- [Énoncé 1]: Ajoutez 29 à chaque coordonnée de point dans les entrées, de la ligne qui contient « TARGET = tree branch » jusqu'à la dernière ligne des entrées, ces deux lignes comprises, puis redonnez toutes ces lignes, y compris celles sans coordonnées. Ne reproduisez que ce passage.

- [Extrait]:
Des « zandicapés » à l’inclusion sociale

La considération sociale et politique prêtée aux personnes en situation de handicap a fait un chemin non négligeable depuis l’Antiquité. Cette évolution de la reconnaissance du handicap s’est produite par le biais d’un changement de regard progressif, sur plusieurs siècles. Pour autant, l’objectif d’une société universellement accessible et durablement inclusive n’est toujours pas au menu quinquennal.

Il fut un temps où le handicap symbolisait la colère des dieux, et il était alors recommandé de tuer les personnes qui en portaient la marque. Des siècles de progrès scientifiques plus tard, notre société a fini par admettre que le handicap n’avait rien de divin, sans pour autant considérer les concernés comme égaux à leurs semblables. Aujourd’hui, ce fossé s’est considérablement réduit, mais l’égal accès aux droits est encore loin d’être acquis.

- [Données]:
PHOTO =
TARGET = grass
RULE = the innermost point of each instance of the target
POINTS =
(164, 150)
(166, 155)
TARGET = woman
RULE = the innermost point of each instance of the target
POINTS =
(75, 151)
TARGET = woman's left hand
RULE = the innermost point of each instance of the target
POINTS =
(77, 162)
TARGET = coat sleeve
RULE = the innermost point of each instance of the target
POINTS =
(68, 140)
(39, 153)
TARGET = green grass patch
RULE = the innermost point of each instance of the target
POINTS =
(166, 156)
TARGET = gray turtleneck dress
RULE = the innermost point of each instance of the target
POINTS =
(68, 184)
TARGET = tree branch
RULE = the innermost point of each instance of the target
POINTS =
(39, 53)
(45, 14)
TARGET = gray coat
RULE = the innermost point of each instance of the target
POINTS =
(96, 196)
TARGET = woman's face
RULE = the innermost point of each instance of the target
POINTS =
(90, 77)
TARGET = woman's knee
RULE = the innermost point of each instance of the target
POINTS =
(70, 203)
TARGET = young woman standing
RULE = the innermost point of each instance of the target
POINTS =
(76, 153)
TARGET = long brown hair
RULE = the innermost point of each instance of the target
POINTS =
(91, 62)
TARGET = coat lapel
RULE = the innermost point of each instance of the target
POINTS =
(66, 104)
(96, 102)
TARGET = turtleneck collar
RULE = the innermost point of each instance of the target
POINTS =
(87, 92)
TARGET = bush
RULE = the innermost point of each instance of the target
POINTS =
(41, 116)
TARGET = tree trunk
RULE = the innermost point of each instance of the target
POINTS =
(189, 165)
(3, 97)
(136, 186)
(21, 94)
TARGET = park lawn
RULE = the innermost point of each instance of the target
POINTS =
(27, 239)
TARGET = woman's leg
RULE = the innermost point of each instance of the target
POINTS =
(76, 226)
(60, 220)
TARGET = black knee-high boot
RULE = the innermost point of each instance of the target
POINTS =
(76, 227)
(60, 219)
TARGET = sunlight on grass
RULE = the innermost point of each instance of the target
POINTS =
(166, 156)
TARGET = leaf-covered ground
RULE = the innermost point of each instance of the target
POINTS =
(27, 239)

- [Énoncé 2]: Relevez tous les adverbes en « -ment » présents dans l'extrait sur le handicap.

- [Corrigé 1]:
TARGET = tree branch
RULE = the innermost point of each instance of the target
POINTS =
(68, 82)
(74, 43)
TARGET = gray coat
RULE = the innermost point of each instance of the target
POINTS =
(125, 225)
TARGET = woman's face
RULE = the innermost point of each instance of the target
POINTS =
(119, 106)
TARGET = woman's knee
RULE = the innermost point of each instance of the target
POINTS =
(99, 232)
TARGET = young woman standing
RULE = the innermost point of each instance of the target
POINTS =
(105, 182)
TARGET = long brown hair
RULE = the innermost point of each instance of the target
POINTS =
(120, 91)
TARGET = coat lapel
RULE = the innermost point of each instance of the target
POINTS =
(95, 133)
(125, 131)
TARGET = turtleneck collar
RULE = the innermost point of each instance of the target
POINTS =
(116, 121)
TARGET = bush
RULE = the innermost point of each instance of the target
POINTS =
(70, 145)
TARGET = tree trunk
RULE = the innermost point of each instance of the target
POINTS =
(218, 194)
(32, 126)
(165, 215)
(50, 123)
TARGET = park lawn
RULE = the innermost point of each instance of the target
POINTS =
(56, 268)
TARGET = woman's leg
RULE = the innermost point of each instance of the target
POINTS =
(105, 255)
(89, 249)
TARGET = black knee-high boot
RULE = the innermost point of each instance of the target
POINTS =
(105, 256)
(89, 248)
TARGET = sunlight on grass
RULE = the innermost point of each instance of the target
POINTS =
(195, 185)
TARGET = leaf-covered ground
RULE = the innermost point of each instance of the target
POINTS =
(56, 268)

- [Corrigé 2]: universellement, durablement, considérablement